**WHAT YOU ARE ASKED TO DO:**
What follows is a set of records; repeat all of them exactly.

______

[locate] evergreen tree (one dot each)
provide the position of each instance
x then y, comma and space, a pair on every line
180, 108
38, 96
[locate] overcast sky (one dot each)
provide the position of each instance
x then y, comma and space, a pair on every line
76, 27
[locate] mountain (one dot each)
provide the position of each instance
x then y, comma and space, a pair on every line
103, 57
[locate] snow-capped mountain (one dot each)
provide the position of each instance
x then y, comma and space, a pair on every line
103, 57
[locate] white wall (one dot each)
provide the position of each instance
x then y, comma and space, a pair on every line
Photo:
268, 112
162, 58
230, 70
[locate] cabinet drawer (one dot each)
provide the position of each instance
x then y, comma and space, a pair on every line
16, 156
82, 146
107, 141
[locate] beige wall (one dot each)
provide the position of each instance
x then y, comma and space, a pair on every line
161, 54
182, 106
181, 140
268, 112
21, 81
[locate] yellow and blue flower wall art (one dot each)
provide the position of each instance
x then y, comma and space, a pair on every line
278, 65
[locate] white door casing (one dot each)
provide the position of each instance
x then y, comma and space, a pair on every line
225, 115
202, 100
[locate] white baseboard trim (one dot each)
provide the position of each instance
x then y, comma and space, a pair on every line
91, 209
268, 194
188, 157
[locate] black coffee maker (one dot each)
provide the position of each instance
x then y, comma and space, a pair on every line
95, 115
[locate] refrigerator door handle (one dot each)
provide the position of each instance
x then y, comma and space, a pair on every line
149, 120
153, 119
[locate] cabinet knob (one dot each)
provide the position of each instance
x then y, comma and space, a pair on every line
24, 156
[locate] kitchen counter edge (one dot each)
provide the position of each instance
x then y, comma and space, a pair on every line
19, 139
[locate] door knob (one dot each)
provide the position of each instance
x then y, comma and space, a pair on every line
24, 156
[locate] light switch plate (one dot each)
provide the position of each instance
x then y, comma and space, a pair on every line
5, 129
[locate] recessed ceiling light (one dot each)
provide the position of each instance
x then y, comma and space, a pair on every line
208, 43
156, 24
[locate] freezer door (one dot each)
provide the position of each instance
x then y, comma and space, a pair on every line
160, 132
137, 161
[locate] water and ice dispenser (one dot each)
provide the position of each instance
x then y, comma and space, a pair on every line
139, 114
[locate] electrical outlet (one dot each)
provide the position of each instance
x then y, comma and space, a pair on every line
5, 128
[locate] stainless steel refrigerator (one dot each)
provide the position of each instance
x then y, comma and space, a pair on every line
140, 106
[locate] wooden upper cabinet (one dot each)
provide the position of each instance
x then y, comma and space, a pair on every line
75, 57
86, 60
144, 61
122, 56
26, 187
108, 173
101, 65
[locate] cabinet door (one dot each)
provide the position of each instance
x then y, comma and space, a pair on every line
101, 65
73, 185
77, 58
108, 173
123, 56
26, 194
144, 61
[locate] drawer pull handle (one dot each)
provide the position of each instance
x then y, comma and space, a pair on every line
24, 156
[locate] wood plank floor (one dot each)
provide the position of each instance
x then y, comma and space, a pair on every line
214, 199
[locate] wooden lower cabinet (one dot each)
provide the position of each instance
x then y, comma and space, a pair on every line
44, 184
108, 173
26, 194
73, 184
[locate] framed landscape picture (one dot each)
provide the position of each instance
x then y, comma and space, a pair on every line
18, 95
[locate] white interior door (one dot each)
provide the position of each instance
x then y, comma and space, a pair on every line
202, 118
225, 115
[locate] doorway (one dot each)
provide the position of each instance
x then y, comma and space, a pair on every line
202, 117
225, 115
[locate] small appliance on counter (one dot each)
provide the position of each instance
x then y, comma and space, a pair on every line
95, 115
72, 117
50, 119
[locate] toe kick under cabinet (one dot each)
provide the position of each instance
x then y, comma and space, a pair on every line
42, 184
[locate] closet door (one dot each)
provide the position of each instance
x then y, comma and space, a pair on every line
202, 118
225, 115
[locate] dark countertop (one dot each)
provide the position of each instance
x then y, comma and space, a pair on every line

______

**RESPONSE:**
[locate] evergreen tree (one dot each)
provide the position of each instance
x then y, comma and space, a pair on every line
180, 108
38, 96
[locate] overcast sky (one dot each)
provide the position of each instance
x then y, comma and space, a pair on every line
76, 27
[locate] mountain (one dot each)
provide the position of each instance
x then y, comma and space, a pair on every line
103, 57
[locate] snow-capped mountain (one dot each)
provide the position of each instance
x then y, comma and space, a pair on every line
103, 57
[locate] white wall (one dot each)
provide the position of each instance
x then y, comma and space, a pair on every line
Photo:
268, 112
162, 58
230, 70
[locate] cabinet drawer (one dot each)
provide the position of each instance
x then y, comma and space, a pair on every line
16, 156
82, 146
107, 141
[locate] beige wall (one dot each)
provide the position of each instance
x then y, comma and space, a pair on every line
161, 54
182, 106
181, 140
268, 112
21, 81
[locate] yellow and blue flower wall art (one dot each)
provide the position of each instance
x then y, comma and space, a pair on every line
278, 65
[locate] white door casing (one dot each)
provide the position of each instance
x then y, comma and space, a pair on every line
225, 115
202, 100
[locate] white baseboard trim (one dot each)
provide the position of each instance
x then y, comma and space, a pair on every line
91, 209
268, 194
188, 157
[locate] black coffee maker (one dot each)
provide the position of each instance
x then y, comma and space, a pair on every line
95, 115
[locate] refrigerator door handle (one dot each)
provide the position of each instance
x then y, comma and space, a pair on every line
149, 120
153, 119
[locate] cabinet knob (one dot each)
provide the position of each instance
x then y, comma and space, a pair on every line
24, 156
[locate] kitchen counter edge (one dot each)
provide the position of each instance
x then y, comma and space, a pair on every line
19, 139
[locate] door knob (one dot each)
provide the position of each instance
x then y, comma and space, a pair on every line
24, 156
[locate] light switch plate (one dot each)
provide the position of each instance
x then y, comma and space, a pair on every line
5, 129
[locate] recessed ceiling light (one dot each)
provide the position of each instance
x then y, comma and space, a pair on every line
208, 43
156, 24
[locate] freezer door (one dot each)
provide the position of each instance
x then y, comma and space, a pair on every line
160, 132
137, 161
[locate] water and ice dispenser (one dot each)
provide the position of each instance
x then y, comma and space, a pair on every line
139, 114
[locate] electrical outlet (one dot each)
provide the position of each instance
x then y, comma and space, a pair on every line
5, 128
[locate] stainless steel refrigerator (one dot each)
provide the position of each instance
x then y, comma and space, a pair on every line
140, 106
[locate] wooden upper cabinet (one dot each)
provide the position of each instance
x then y, comma and space, a pair on every line
75, 57
86, 60
144, 61
122, 56
26, 187
108, 173
101, 65
[locate] cabinet door (one dot each)
provide the position of each instance
x then y, comma and space, a pair on every line
101, 65
73, 185
77, 58
108, 173
123, 56
26, 194
144, 61
[locate] drawer pull handle (one dot each)
provide the position of each instance
x then y, comma and space, a pair on every line
24, 156
[locate] wood plank floor (one dot each)
provide the position of each instance
x then y, comma and space, a pair on every line
214, 199
[locate] wooden lower cabinet (one dot each)
provide the position of each instance
x then y, comma and space, a pair on every line
44, 184
108, 173
26, 194
73, 184
[locate] framed landscape picture (one dot each)
provide the position of each instance
x then y, comma and space, a pair on every line
18, 95
[locate] white interior door (one dot each)
provide the position of each instance
x then y, comma and space, a pair on every line
202, 118
225, 115
[locate] doorway (one dot each)
provide the position of each instance
x then y, comma and space, a pair on every line
202, 117
225, 115
[locate] small appliance on counter (one dot each)
provide the position of each instance
x then y, comma and space, a pair on every line
95, 115
72, 117
50, 119
[locate] toe kick under cabinet (one dot each)
provide the position of each instance
x then y, comma and space, a pair on every line
42, 184
[locate] closet door (one dot each)
provide the position of each instance
x then y, comma and space, a pair on every line
202, 118
225, 115
[locate] dark countertop (one dot each)
provide the position of each instance
x then y, comma and space, a pair on every line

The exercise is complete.